_ASSIGNMENT_
Look through the entries below and count every line in which "white" appears; reply with the number only.

_TASK MATERIAL_
>>>
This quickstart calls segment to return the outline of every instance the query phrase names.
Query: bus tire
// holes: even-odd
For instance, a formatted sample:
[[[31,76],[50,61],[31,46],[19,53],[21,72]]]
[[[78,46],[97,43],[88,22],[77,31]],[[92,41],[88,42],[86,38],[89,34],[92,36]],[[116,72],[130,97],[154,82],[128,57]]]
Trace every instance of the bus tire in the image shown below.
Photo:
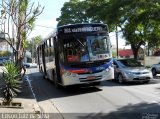
[[[43,79],[45,79],[45,80],[47,79],[47,76],[45,74],[43,74]]]
[[[43,72],[42,67],[39,68],[39,72],[41,72],[41,73]]]
[[[62,89],[62,86],[58,83],[57,81],[57,77],[54,79],[54,86],[57,88],[57,89]]]
[[[101,85],[101,82],[94,82],[93,83],[93,86],[99,86],[99,85]]]
[[[53,77],[54,77],[54,86],[57,88],[57,89],[61,89],[62,86],[58,83],[58,80],[57,80],[57,74],[55,73],[55,71],[53,70]]]

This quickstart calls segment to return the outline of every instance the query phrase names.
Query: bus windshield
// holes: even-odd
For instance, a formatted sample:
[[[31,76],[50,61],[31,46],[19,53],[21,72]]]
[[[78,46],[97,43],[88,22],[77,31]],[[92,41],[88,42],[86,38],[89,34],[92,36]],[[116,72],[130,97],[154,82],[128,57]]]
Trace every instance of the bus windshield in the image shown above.
[[[88,62],[111,57],[110,40],[106,35],[73,36],[63,39],[65,62]]]

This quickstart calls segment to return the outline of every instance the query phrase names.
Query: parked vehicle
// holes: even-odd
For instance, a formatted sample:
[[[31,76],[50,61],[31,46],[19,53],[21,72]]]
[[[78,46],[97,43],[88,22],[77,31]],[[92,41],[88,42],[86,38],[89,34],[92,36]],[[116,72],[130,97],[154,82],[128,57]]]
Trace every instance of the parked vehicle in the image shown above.
[[[158,64],[153,64],[151,66],[152,75],[156,76],[157,74],[160,74],[160,62]]]
[[[26,68],[37,68],[36,63],[23,63]]]
[[[8,57],[0,57],[0,66],[3,66],[4,63],[6,63],[8,61],[9,61]]]
[[[151,70],[135,59],[114,59],[114,75],[119,83],[149,82],[153,79]]]
[[[30,64],[29,64],[29,63],[23,63],[23,66],[24,66],[25,68],[29,68],[29,67],[30,67]]]

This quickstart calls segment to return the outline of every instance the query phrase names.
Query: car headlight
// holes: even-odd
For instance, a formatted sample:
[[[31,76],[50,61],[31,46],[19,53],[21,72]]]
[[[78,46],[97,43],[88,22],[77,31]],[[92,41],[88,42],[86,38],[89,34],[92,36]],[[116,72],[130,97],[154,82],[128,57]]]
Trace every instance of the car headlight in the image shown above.
[[[130,71],[125,71],[124,73],[125,73],[125,74],[129,74],[129,75],[133,74],[133,73],[130,72]]]

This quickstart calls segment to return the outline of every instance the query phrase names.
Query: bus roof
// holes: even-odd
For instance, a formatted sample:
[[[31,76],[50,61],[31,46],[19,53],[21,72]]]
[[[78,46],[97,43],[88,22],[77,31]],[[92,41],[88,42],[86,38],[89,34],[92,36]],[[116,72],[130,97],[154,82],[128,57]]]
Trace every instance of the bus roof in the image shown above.
[[[89,33],[97,31],[107,31],[108,26],[102,23],[81,23],[81,24],[68,24],[57,28],[58,34],[70,33]]]
[[[103,23],[77,23],[77,24],[67,24],[67,25],[63,25],[63,26],[59,26],[57,28],[55,28],[46,38],[44,38],[44,40],[42,40],[38,45],[43,44],[44,41],[46,41],[47,39],[56,36],[57,34],[65,34],[65,33],[77,33],[78,30],[79,32],[83,32],[82,29],[78,29],[78,28],[84,28],[86,27],[86,31],[87,29],[90,30],[90,32],[93,31],[98,31],[100,30],[100,28],[98,28],[99,26],[103,27],[103,30],[105,29],[106,31],[108,31],[108,26],[107,24],[103,24]],[[88,27],[88,28],[87,28]],[[94,27],[94,29],[90,29],[90,27]],[[78,30],[76,30],[75,28],[77,28]],[[67,29],[71,29],[71,31],[67,31]],[[75,30],[75,31],[74,31]],[[102,29],[101,29],[102,30]]]
[[[106,26],[106,24],[103,24],[103,23],[77,23],[77,24],[67,24],[67,25],[59,26],[58,29],[64,28],[64,27],[74,27],[74,26],[81,27],[81,26],[87,26],[87,25],[105,25]]]

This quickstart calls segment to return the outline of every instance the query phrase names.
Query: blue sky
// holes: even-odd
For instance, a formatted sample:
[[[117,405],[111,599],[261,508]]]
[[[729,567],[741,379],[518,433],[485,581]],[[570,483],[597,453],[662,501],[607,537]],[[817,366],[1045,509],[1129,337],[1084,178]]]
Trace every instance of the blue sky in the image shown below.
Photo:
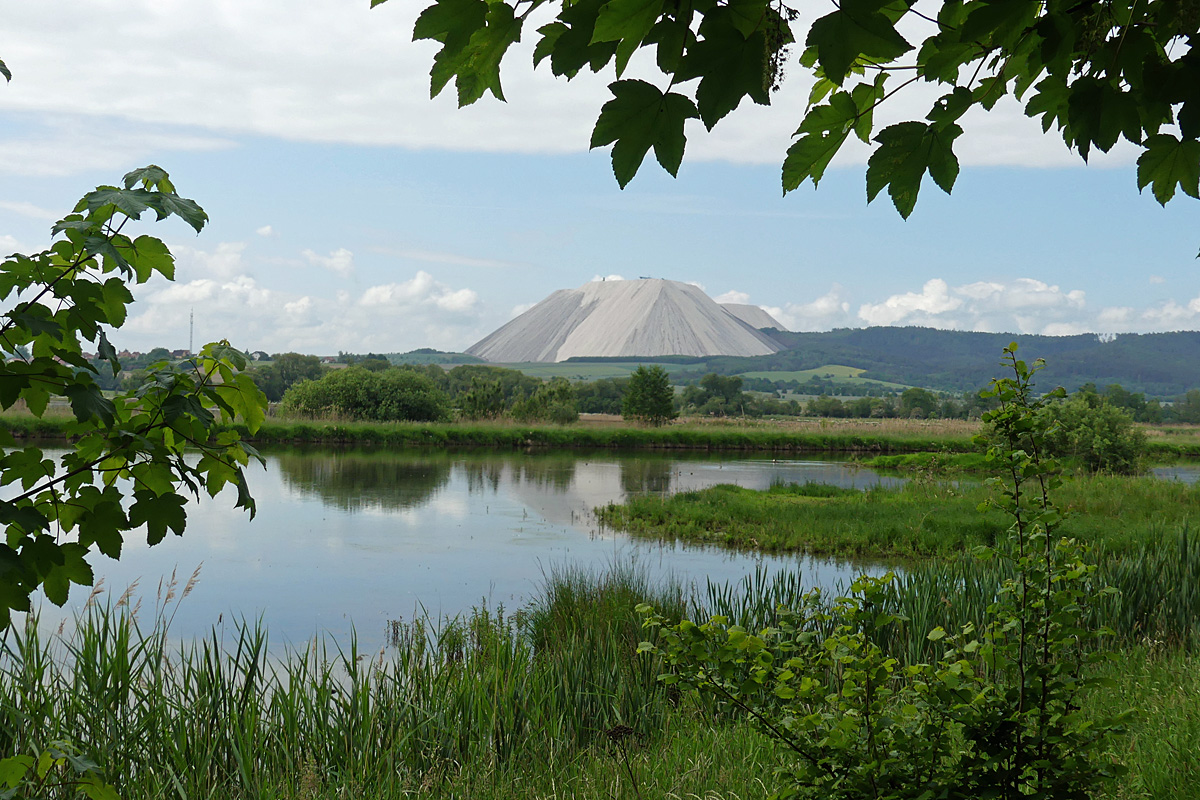
[[[428,98],[434,48],[409,41],[420,3],[367,5],[9,0],[0,246],[41,249],[83,192],[165,167],[212,223],[154,226],[177,281],[140,289],[114,336],[142,350],[186,346],[191,309],[198,340],[248,349],[461,350],[614,275],[695,282],[796,330],[1200,324],[1196,206],[1139,195],[1132,148],[1084,168],[1001,106],[967,121],[953,197],[927,182],[907,222],[866,204],[862,149],[785,198],[797,77],[771,108],[690,129],[678,179],[649,161],[621,191],[586,148],[611,74],[534,72],[526,36],[505,61],[509,103],[460,111]],[[898,95],[884,121],[925,100]]]

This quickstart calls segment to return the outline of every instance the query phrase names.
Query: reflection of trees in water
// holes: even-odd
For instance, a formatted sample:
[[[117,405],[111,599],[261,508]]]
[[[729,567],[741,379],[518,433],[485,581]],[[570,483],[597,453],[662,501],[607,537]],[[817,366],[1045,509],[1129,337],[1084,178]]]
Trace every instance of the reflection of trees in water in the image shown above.
[[[577,461],[578,456],[574,453],[505,453],[468,455],[463,457],[459,466],[466,474],[468,490],[473,493],[494,493],[505,481],[565,492],[575,480]]]
[[[467,491],[471,494],[498,492],[500,483],[504,480],[505,460],[499,456],[481,460],[467,459],[461,465],[467,477]]]
[[[276,458],[289,488],[347,511],[414,508],[450,480],[451,462],[444,454],[322,451]]]
[[[513,466],[521,483],[528,483],[542,489],[557,489],[565,492],[571,488],[575,480],[575,462],[577,457],[568,455],[525,455],[516,456]]]
[[[621,488],[626,494],[663,493],[671,488],[675,462],[666,458],[627,458],[621,462]]]

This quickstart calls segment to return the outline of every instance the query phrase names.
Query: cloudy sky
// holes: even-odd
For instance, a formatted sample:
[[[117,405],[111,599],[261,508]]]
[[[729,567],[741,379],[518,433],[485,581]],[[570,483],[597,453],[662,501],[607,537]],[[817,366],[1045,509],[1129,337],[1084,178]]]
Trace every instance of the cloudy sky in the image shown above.
[[[165,167],[212,222],[148,226],[178,258],[114,341],[227,337],[313,353],[461,350],[597,276],[690,281],[795,330],[1014,333],[1200,327],[1197,207],[1139,195],[1132,148],[1084,167],[1020,109],[968,118],[954,196],[866,204],[863,149],[782,197],[807,86],[690,130],[672,180],[624,191],[587,141],[611,73],[570,84],[505,61],[501,104],[428,96],[423,4],[0,0],[0,247],[47,246],[93,186]],[[634,65],[636,72],[638,65]],[[898,95],[884,122],[920,117]]]

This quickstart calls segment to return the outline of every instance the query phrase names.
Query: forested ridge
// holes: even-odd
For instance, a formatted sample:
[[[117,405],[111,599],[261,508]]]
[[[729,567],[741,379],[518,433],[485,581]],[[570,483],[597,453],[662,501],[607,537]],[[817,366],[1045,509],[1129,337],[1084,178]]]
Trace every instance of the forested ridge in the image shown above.
[[[869,380],[963,392],[978,389],[995,377],[996,353],[1017,341],[1023,354],[1052,363],[1054,380],[1068,390],[1086,383],[1102,387],[1119,383],[1129,391],[1169,397],[1200,387],[1197,331],[1127,333],[1108,341],[1091,333],[1035,336],[919,327],[843,328],[821,333],[776,331],[772,336],[788,349],[752,358],[648,360],[694,364],[700,372],[722,374],[841,364],[865,369],[860,377]]]

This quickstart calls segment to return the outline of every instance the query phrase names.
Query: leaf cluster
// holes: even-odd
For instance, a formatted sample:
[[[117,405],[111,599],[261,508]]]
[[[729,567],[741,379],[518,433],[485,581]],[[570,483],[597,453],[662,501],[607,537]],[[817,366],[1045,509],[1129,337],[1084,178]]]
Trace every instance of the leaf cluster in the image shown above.
[[[460,105],[487,91],[503,100],[500,63],[543,6],[553,19],[537,28],[535,66],[567,79],[615,70],[591,146],[612,145],[622,187],[651,149],[675,175],[688,120],[711,130],[747,99],[769,105],[798,67],[814,85],[783,161],[785,193],[819,183],[853,136],[873,150],[868,200],[886,190],[908,217],[926,175],[953,188],[964,115],[1011,96],[1085,161],[1120,139],[1140,147],[1138,187],[1160,203],[1179,190],[1200,197],[1200,12],[1179,0],[942,0],[933,15],[912,0],[840,0],[795,58],[798,11],[784,0],[436,0],[413,30],[441,45],[431,94],[454,80]],[[639,51],[641,72],[652,58],[661,80],[623,77]],[[924,119],[876,130],[875,109],[916,83],[938,93]]]
[[[0,486],[12,487],[0,500],[0,627],[11,610],[29,610],[38,588],[61,605],[71,584],[90,585],[93,550],[119,558],[125,535],[143,526],[150,544],[181,534],[180,492],[232,485],[237,505],[254,512],[243,467],[257,454],[221,430],[235,420],[255,430],[263,419],[265,399],[240,352],[207,345],[183,365],[152,365],[144,383],[112,397],[97,380],[101,370],[121,371],[107,331],[125,322],[129,286],[174,275],[161,240],[125,233],[146,211],[197,231],[207,220],[150,166],[126,175],[123,188],[85,195],[54,225],[48,250],[0,267],[0,301],[12,303],[0,315],[0,408],[21,403],[40,417],[56,401],[74,416],[73,444],[57,462],[0,433]],[[85,341],[95,360],[85,358]]]
[[[19,753],[0,759],[0,798],[51,796],[118,800],[100,767],[70,742],[51,742],[36,756]]]

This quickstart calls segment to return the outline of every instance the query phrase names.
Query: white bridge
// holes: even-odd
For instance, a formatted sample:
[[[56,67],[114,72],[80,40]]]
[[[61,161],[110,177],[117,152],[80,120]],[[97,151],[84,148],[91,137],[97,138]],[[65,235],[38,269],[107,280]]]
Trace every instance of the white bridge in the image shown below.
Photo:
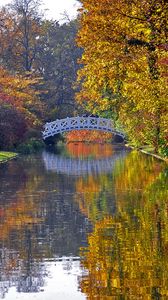
[[[43,139],[54,136],[58,133],[63,133],[71,130],[100,130],[111,132],[115,135],[121,136],[123,139],[125,135],[114,128],[112,120],[96,117],[72,117],[66,119],[57,119],[53,122],[44,125]]]

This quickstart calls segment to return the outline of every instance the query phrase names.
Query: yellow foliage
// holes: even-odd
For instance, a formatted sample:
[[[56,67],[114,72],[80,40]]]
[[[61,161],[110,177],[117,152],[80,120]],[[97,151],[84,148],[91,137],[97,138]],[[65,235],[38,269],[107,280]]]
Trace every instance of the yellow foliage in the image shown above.
[[[90,111],[112,111],[131,139],[158,151],[168,138],[168,3],[81,2],[77,101]]]
[[[39,78],[12,75],[7,70],[0,68],[0,103],[12,105],[25,115],[29,125],[39,125],[35,111],[43,111],[43,105],[38,98],[35,85]]]

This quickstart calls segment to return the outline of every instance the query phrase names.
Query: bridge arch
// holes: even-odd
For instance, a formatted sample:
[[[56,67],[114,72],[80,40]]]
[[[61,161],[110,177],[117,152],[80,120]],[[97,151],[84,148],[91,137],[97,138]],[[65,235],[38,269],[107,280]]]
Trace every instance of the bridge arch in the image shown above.
[[[52,137],[58,133],[68,132],[72,130],[100,130],[104,132],[110,132],[115,135],[121,136],[123,139],[125,135],[116,130],[112,120],[96,117],[72,117],[65,119],[57,119],[53,122],[46,123],[44,125],[43,139]]]

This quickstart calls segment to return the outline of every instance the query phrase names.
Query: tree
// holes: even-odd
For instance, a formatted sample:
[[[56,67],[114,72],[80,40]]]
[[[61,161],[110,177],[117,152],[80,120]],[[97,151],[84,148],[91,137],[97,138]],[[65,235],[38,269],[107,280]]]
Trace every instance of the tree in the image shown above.
[[[81,50],[76,46],[77,21],[59,25],[44,21],[43,51],[38,55],[36,68],[44,78],[44,101],[48,106],[48,119],[66,117],[75,110],[74,89],[77,60]]]
[[[40,126],[43,106],[33,88],[37,83],[0,68],[1,148],[16,146],[28,130]]]
[[[1,15],[2,65],[25,78],[42,78],[36,90],[46,104],[46,120],[73,115],[73,85],[81,54],[75,43],[77,21],[59,25],[44,20],[38,0],[14,0]]]
[[[11,105],[0,104],[0,149],[16,147],[24,140],[26,131],[24,115]]]
[[[81,2],[77,100],[94,113],[110,110],[130,138],[148,141],[157,152],[168,134],[167,2]]]
[[[8,38],[8,45],[3,60],[8,68],[22,74],[35,71],[34,62],[41,51],[39,7],[39,0],[14,0],[8,7],[10,22],[2,35]]]

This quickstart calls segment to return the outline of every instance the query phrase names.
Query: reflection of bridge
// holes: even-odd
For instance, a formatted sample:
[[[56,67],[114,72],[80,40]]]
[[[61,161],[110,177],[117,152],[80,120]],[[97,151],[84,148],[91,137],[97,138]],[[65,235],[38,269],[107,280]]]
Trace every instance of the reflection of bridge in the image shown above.
[[[80,159],[63,157],[49,152],[43,152],[45,168],[67,175],[111,173],[116,161],[126,155],[126,151],[116,152],[111,157],[102,159]]]
[[[43,139],[71,130],[101,130],[119,135],[124,139],[124,134],[114,128],[112,120],[95,117],[73,117],[56,120],[44,125]]]

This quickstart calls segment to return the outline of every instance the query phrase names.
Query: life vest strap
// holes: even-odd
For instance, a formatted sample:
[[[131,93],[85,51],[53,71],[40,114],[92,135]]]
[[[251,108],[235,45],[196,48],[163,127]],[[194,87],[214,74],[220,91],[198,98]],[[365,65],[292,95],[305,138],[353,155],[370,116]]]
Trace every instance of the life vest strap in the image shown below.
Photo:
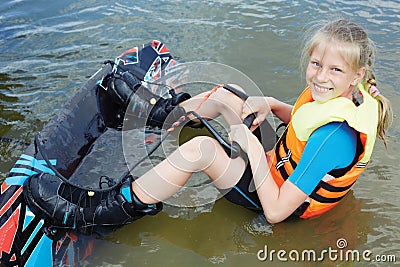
<<<
_EXERCISE RESULT_
2